- DATA LISTING -

+-------+

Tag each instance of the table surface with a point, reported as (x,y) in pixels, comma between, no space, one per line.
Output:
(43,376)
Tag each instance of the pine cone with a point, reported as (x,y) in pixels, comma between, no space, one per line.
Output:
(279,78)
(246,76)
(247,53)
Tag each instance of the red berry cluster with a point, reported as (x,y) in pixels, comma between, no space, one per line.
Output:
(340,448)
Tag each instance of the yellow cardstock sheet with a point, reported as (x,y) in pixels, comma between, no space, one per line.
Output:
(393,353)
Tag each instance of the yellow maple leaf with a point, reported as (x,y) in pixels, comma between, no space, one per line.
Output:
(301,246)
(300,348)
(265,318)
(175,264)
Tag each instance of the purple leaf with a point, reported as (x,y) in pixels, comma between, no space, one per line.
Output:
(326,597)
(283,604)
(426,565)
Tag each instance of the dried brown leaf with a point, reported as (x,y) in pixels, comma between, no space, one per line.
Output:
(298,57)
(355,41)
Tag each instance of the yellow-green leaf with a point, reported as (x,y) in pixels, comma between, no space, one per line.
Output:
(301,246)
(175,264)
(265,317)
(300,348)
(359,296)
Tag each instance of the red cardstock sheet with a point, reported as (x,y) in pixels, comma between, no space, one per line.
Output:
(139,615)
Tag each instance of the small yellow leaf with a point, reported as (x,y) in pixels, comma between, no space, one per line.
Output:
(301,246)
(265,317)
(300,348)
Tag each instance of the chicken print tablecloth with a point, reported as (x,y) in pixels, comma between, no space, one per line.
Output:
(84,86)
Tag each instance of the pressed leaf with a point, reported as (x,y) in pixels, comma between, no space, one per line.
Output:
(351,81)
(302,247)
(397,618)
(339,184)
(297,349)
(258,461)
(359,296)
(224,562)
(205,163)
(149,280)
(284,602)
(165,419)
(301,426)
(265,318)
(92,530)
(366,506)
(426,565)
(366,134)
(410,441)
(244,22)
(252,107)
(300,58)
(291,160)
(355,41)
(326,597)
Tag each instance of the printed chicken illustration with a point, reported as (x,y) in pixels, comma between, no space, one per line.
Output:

+-------+

- WHAT THE TASK ASKS -
Copy the items from the line containing "Tag each instance of the red cardstock" through the last line of the items, both ends included. Keep every request unchanged, but multiply each x and y coordinate in the answers by 1.15 and round it to a whole number, rounding halves up.

- TASK OUTPUT -
Tag each instance of the red cardstock sheet with a point, reported as (x,y) in pixels, comma between, no space, one per line.
Output:
(160,707)
Tag each instance of the small yellow leaf with a point, reported as (x,y) in pixels, comma between, no space, one per line.
Output:
(346,283)
(305,365)
(345,400)
Tag each instance of the chicken print tablecloth with a point, reported as (x,y) in pixels, comma between, no space, one per line.
Output:
(97,99)
Tag each instance of the pressed leaf with a point, reported as (x,y) in pixels, comma between, no space, one per line.
Output:
(404,93)
(347,284)
(457,711)
(390,212)
(342,401)
(297,530)
(413,340)
(258,646)
(236,187)
(171,322)
(327,692)
(190,482)
(346,490)
(305,366)
(106,610)
(421,582)
(490,650)
(421,154)
(472,507)
(281,25)
(290,123)
(345,67)
(335,184)
(408,47)
(375,687)
Tag each instance of the printed chicken illustration with a point, reported as (x,y) in pixels, comma between, no space, one per line.
Output:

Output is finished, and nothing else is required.